Excerpted text —
--
Cardiovasc Res 2020 Sep 15. Epub 2020 Sep 15.

Center for Molecular Cardiology, Schlieren Campus, University of Zurich, Wagistrasse 12, Schlieren, Switzerland.

Aims: Arterial thrombosis as a result of plaque rupture or erosion is a key event in acute cardiovascular events. Sirtuin 5 (SIRT5) belongs to the lifespan-regulating sirtuin superfamily and has been implicated in acute ischemic stroke and cardiac hypertrophy. This project aims at investigating the role of SIRT5 in arterial thrombus formation.

Methods And Results: Sirt5 transgenic (Sirt5Tg/0) as well as knock-out (Sirt5-/-) mice underwent photochemically-induced carotid endothelial injury to trigger arterial thrombosis. Primary human aortic endothelial cells (HAECs) treated with SIRT5 silencing-RNA (si-SIRT5) as well as peripheral blood mononuclear cells (PBMCs) from acute coronary syndrome (ACS) patients and non-ACS controls (case-control study, total n = 171) were used to increase the translational relevance of our data. Compared to WT controls, Sirt5Tg/0 mice displayed accelerated arterial thrombus formation following endothelial-specific damage. Conversely, in Sirt5-/-mice arterial thrombosis was blunted. Platelet function was unaltered, as assessed by ex vivo collagen-induced aggregometry. Similarly, activation of the coagulation cascade as assessed by vascular and plasma tissue factor (TF) and TF pathway inhibitor (TFPI) expression was unaltered. Increased thrombus embolization episodes and circulating D-dimer levels suggested augmented activation of the fibrinolytic system in Sirt5-/- mice. Accordingly, Sirt5-/- mice showed reduced plasma and vascular expression of the fibrinolysis inhibitor plasminogen activator inhibitor (PAI)-1. In HAECs, SIRT5-silencing inhibited PAI-1 gene and protein expression in response to TNF-α. This effect was mediated by increased AMPK activation and reduced phosphorylation of the MAP kinase ERK 1/2, but not JNK and p38 as shown both in vivo and in vitro. Lastly, both PAI-1 and SIRT5 gene expression are increased in ACS patients compared to non-ACS controls after adjustment for cardiovascular risk factors, while PAI-1 expression increased across tertiles of SIRT5.
--
Task A — From the SIRT5 abstract, reproduce everything from "Center for Molecular" down to "arterial thrombus formation.".
Task B — Decide whether each statement agrees with the SIRT5 abstract, answering yes or no and quoting the deciding words: (i) Platelet function differed in the mice with altered Sirt5 levels. (ii) Sirt5-/- mice had lower plasma and vascular expression of PAI-1. (iii) Arterial thrombosis was blunted in Sirt5Tg/0 mice.
Task C — According to the SIRT5 abstract, how many people in total took part in the case-control study?
--
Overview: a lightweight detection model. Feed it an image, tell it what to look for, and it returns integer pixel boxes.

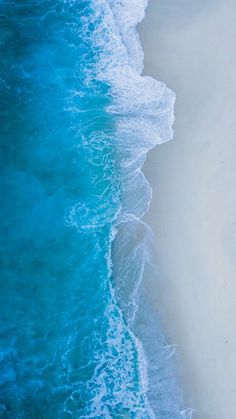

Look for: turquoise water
[0,0,188,419]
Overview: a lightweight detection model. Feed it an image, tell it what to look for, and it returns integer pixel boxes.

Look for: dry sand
[140,0,236,419]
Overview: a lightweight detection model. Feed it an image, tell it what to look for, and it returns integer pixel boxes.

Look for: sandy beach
[139,0,236,419]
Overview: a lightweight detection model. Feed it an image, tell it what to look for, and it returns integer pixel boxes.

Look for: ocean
[0,0,187,419]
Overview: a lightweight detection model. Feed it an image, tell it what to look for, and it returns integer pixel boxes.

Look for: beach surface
[139,0,236,419]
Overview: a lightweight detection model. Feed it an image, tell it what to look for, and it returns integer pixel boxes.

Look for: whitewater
[0,0,190,419]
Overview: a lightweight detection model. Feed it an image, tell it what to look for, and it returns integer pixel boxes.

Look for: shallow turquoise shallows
[0,0,185,419]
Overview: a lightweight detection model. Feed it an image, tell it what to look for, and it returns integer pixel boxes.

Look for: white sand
[140,0,236,419]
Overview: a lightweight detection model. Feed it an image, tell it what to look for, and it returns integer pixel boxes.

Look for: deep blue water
[0,0,187,419]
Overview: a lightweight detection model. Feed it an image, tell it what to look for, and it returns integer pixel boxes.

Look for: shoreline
[138,0,236,419]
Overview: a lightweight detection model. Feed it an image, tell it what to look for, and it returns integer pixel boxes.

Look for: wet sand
[139,0,236,419]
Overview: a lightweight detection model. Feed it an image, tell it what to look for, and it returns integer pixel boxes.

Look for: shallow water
[0,0,184,419]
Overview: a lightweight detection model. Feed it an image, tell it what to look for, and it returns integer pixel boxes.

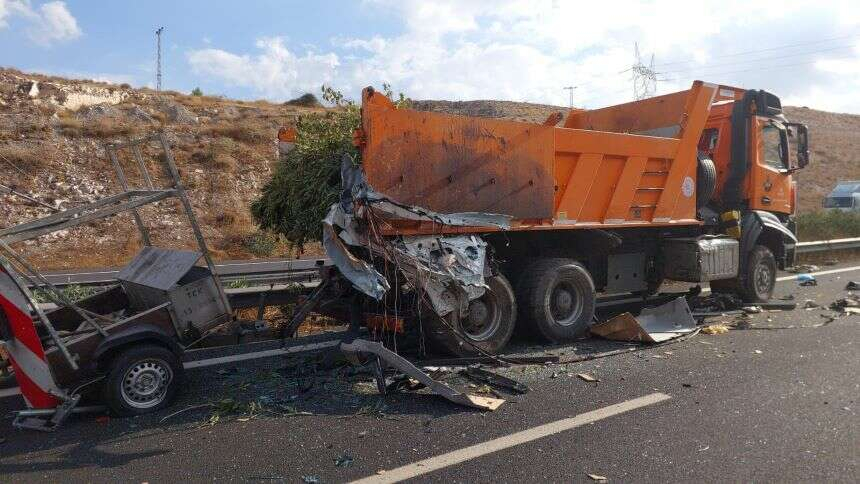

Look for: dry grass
[0,143,57,173]
[207,119,274,144]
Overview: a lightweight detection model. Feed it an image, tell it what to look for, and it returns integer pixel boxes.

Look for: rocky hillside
[0,69,320,267]
[0,69,860,268]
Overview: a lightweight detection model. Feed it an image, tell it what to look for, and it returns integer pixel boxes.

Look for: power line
[661,45,854,74]
[662,55,857,81]
[622,42,657,101]
[657,34,860,67]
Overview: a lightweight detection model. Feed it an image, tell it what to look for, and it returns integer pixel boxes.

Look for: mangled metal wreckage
[323,157,515,354]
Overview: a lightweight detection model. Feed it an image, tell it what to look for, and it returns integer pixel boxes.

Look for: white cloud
[189,0,860,111]
[0,0,81,46]
[188,37,339,99]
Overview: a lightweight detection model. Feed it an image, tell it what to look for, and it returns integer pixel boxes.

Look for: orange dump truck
[327,81,809,354]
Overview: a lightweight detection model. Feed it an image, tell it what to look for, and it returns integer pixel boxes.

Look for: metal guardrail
[795,237,860,254]
[38,237,860,285]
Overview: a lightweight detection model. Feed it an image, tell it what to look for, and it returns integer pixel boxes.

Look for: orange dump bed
[358,81,718,233]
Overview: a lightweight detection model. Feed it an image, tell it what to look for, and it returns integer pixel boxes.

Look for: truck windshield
[761,125,786,170]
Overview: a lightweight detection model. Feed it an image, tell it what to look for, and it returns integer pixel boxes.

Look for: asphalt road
[0,264,860,482]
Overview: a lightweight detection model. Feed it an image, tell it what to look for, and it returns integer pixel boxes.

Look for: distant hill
[0,69,860,268]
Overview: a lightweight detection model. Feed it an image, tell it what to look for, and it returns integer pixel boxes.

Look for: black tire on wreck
[517,258,596,343]
[421,274,517,356]
[102,344,183,417]
[711,245,777,303]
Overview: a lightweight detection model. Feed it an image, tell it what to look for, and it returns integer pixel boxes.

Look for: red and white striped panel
[0,261,61,408]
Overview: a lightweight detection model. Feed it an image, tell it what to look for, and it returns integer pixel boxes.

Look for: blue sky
[0,0,860,113]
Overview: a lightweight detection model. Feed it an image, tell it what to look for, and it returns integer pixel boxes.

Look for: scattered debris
[591,297,696,343]
[786,264,818,274]
[803,299,821,309]
[158,403,213,423]
[702,323,729,334]
[334,454,355,467]
[460,367,531,394]
[797,274,818,286]
[340,339,505,410]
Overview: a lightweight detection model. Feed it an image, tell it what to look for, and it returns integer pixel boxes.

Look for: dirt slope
[0,69,318,267]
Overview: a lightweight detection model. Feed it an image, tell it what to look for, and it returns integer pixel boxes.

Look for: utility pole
[155,27,164,91]
[563,86,578,109]
[630,42,657,101]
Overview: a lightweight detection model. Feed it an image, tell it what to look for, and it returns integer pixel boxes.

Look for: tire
[422,274,517,356]
[102,344,183,416]
[517,259,596,343]
[696,156,717,210]
[711,245,776,303]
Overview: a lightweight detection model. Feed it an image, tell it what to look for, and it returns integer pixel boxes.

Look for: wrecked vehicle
[323,81,809,356]
[0,133,234,431]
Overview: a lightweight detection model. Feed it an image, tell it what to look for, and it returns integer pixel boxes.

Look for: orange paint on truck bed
[356,81,717,233]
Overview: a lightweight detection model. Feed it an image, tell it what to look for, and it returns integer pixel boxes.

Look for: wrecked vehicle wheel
[104,345,182,416]
[711,245,776,303]
[517,259,595,342]
[422,274,517,356]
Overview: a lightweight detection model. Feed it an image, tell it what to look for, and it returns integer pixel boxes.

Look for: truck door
[749,116,792,213]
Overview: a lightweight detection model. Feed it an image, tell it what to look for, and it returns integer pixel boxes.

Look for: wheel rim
[462,289,501,341]
[753,264,773,296]
[121,358,173,408]
[549,281,582,326]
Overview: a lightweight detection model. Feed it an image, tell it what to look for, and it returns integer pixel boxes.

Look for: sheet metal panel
[117,247,203,291]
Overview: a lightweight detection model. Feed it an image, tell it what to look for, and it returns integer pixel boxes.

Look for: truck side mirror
[788,123,809,170]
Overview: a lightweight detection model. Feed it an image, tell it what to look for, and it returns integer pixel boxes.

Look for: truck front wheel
[517,259,596,342]
[711,245,776,303]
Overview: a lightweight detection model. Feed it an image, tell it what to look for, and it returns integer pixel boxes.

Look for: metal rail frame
[0,131,232,369]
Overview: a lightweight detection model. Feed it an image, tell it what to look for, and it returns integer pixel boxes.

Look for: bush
[242,232,278,257]
[797,210,860,241]
[284,92,322,108]
[251,86,361,247]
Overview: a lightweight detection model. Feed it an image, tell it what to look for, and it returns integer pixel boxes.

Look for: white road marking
[702,266,860,292]
[776,266,860,282]
[6,266,860,398]
[182,340,340,370]
[353,393,672,484]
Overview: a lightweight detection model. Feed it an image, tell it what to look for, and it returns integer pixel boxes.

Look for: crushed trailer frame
[0,132,232,430]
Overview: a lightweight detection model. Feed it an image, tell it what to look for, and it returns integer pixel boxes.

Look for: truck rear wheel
[422,274,517,356]
[711,245,776,303]
[517,259,596,342]
[103,344,182,416]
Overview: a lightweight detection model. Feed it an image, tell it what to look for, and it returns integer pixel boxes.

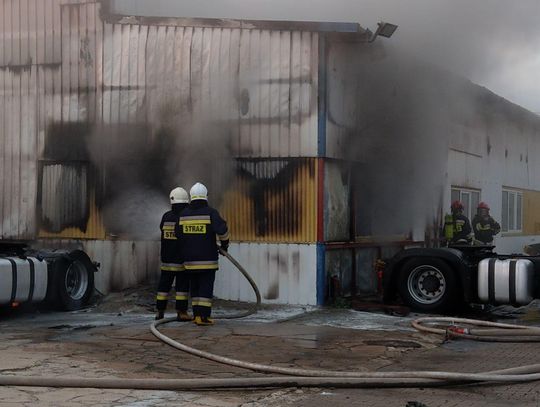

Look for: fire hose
[0,251,540,390]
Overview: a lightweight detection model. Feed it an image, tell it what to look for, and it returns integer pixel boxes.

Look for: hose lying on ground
[0,252,540,390]
[412,317,540,342]
[217,248,261,319]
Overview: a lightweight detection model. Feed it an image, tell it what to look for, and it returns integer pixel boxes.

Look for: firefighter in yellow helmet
[472,202,501,245]
[445,201,472,245]
[180,182,229,325]
[156,187,192,321]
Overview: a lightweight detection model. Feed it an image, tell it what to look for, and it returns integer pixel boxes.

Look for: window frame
[450,185,482,220]
[501,187,523,235]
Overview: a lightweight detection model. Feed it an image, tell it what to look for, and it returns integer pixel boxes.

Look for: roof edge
[99,0,365,35]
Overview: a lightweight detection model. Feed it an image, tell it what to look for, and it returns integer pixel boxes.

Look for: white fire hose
[0,251,540,390]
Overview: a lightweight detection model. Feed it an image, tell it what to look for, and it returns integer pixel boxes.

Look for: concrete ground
[0,292,540,407]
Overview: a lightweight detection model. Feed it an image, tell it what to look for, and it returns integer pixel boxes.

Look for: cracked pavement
[0,298,540,407]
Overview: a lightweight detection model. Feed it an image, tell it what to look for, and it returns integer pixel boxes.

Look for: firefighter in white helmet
[156,187,192,321]
[180,182,229,325]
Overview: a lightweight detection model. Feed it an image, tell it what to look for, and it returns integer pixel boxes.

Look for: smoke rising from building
[112,0,540,115]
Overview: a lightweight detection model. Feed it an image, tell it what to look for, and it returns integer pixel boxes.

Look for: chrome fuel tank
[0,257,48,305]
[478,258,534,305]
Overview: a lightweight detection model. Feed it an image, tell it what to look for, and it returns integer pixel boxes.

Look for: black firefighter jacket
[180,200,229,271]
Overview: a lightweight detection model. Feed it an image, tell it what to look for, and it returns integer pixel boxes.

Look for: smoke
[87,104,234,240]
[102,0,540,242]
[113,0,540,112]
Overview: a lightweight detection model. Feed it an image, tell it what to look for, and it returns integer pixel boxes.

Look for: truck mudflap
[0,257,48,305]
[478,258,535,306]
[0,247,99,311]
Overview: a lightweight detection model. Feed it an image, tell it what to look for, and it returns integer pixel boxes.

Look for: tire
[399,257,462,312]
[53,251,95,311]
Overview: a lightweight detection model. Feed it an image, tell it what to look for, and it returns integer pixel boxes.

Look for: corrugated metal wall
[215,243,317,305]
[0,0,319,304]
[0,0,100,239]
[221,158,317,243]
[0,0,318,242]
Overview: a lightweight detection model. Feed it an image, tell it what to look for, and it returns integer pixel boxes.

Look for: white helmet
[189,182,208,201]
[169,187,189,205]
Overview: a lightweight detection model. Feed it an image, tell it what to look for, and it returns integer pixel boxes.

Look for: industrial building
[0,0,540,304]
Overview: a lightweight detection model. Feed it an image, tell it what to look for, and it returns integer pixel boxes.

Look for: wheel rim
[64,261,88,301]
[407,265,446,305]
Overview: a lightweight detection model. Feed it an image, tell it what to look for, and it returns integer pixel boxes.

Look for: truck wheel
[53,251,95,311]
[399,257,458,311]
--
Exercise answer A —
Center for Molecular Cardiology, Schlieren Campus, University of Zurich, Wagistrasse 12, Schlieren, Switzerland.

Aims: Arterial thrombosis as a result of plaque rupture or erosion is a key event in acute cardiovascular events. Sirtuin 5 (SIRT5) belongs to the lifespan-regulating sirtuin superfamily and has been implicated in acute ischemic stroke and cardiac hypertrophy. This project aims at investigating the role of SIRT5 in arterial thrombus formation.

Exercise answer B —
(i) No: "Platelet function was unaltered, as assessed by ex vivo collagen-induced aggregometry."
(ii) Yes: "Sirt5-/- mice showed reduced plasma and vascular expression of the fibrinolysis inhibitor plasminogen activator inhibitor (PAI)-1."
(iii) No: "Sirt5Tg/0 mice displayed accelerated arterial thrombus formation following endothelial-specific damage."

Exercise answer C — The case-control study included 171 people in total.